── Excerpted records ──

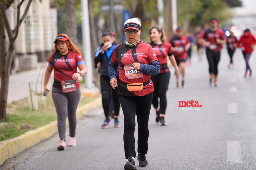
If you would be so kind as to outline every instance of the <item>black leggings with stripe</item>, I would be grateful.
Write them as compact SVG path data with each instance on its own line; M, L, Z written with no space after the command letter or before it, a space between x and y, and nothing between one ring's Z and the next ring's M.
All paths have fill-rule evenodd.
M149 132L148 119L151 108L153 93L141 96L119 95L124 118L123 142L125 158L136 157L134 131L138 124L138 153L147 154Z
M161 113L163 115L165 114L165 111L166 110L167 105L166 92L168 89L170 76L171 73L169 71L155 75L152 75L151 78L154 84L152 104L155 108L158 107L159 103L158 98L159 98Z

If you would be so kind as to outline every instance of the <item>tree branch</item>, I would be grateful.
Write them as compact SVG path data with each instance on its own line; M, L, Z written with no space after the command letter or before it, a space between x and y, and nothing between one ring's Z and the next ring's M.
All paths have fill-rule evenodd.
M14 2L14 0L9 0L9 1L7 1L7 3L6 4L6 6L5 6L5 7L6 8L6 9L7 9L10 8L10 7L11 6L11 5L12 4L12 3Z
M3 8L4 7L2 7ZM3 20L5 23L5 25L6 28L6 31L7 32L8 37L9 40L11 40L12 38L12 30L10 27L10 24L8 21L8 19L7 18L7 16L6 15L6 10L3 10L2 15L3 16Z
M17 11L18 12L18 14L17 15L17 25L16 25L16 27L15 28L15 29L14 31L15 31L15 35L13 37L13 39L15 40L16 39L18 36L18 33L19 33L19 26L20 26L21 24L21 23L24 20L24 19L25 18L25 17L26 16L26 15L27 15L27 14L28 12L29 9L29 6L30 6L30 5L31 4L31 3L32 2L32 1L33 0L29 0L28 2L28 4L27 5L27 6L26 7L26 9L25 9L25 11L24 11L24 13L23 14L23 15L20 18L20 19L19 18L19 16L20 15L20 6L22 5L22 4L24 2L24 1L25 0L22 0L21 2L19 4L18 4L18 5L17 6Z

───
── Excerpted records ──

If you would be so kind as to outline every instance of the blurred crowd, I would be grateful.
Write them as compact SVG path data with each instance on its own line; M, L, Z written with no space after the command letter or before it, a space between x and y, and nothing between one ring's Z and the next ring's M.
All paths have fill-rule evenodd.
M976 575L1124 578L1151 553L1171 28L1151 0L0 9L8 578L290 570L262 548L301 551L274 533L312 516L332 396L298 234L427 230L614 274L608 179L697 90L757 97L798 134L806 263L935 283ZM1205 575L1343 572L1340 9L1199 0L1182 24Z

───
── Excerpted records ──

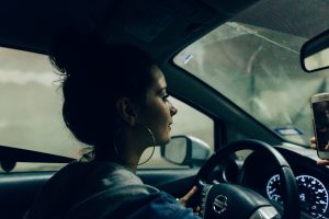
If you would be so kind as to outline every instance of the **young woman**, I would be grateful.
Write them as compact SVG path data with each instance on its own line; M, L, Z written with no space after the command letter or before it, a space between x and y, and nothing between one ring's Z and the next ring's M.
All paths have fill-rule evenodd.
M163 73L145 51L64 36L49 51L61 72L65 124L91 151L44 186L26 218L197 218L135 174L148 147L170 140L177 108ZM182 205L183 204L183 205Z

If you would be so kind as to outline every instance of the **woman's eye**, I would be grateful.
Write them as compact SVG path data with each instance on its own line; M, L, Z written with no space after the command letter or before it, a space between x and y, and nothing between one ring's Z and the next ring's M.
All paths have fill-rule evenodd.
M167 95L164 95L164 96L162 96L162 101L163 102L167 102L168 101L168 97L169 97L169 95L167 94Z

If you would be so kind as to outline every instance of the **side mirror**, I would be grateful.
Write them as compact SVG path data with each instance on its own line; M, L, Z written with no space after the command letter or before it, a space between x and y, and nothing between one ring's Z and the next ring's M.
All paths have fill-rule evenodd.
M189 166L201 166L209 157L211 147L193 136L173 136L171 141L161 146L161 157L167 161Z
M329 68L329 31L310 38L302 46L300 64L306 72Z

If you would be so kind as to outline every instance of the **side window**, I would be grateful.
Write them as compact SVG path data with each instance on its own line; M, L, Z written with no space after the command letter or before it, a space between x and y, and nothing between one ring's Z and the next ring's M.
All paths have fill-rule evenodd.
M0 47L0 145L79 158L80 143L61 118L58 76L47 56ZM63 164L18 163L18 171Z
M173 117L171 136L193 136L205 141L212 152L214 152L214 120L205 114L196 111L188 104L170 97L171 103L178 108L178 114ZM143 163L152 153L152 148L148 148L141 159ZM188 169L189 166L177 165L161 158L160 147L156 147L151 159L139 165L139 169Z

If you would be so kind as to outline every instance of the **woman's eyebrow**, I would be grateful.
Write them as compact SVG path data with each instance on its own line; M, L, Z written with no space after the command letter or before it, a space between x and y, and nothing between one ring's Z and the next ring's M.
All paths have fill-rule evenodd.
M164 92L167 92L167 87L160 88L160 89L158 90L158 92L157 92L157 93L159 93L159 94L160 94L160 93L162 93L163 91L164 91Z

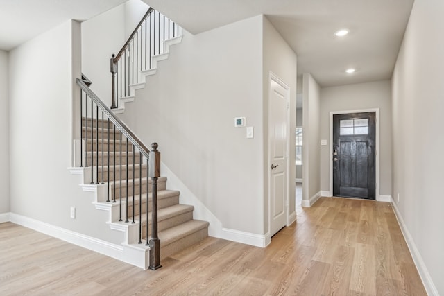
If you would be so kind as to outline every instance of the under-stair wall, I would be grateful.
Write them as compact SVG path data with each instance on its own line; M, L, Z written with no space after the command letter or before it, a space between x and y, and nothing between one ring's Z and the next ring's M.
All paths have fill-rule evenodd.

───

__Task description__.
Please rewrite the data from the line with "stripe</item>, I would be grateful." up to and including the line with "M161 113L163 115L165", changing "evenodd" to "nonzero" and keeping everything else the same.

__Result for this task__.
If you would be so kind as to outline every instance of the <item>black leggings with stripe</item>, I would be grateful.
Write them as compact SVG path data with each instance on its own line; M, L, Z written with no space after the command letter or before it, a space between x and y, and nothing between one ring's Z and the next ring's M.
All paths have fill-rule nonzero.
M149 132L148 119L151 108L153 93L141 96L119 95L124 118L123 142L125 158L136 157L134 131L138 124L138 153L147 154Z
M161 113L163 115L165 114L165 111L166 110L167 105L166 92L168 89L170 76L171 73L169 71L155 75L152 75L151 78L154 84L152 104L155 108L158 107L159 103L158 98L159 98Z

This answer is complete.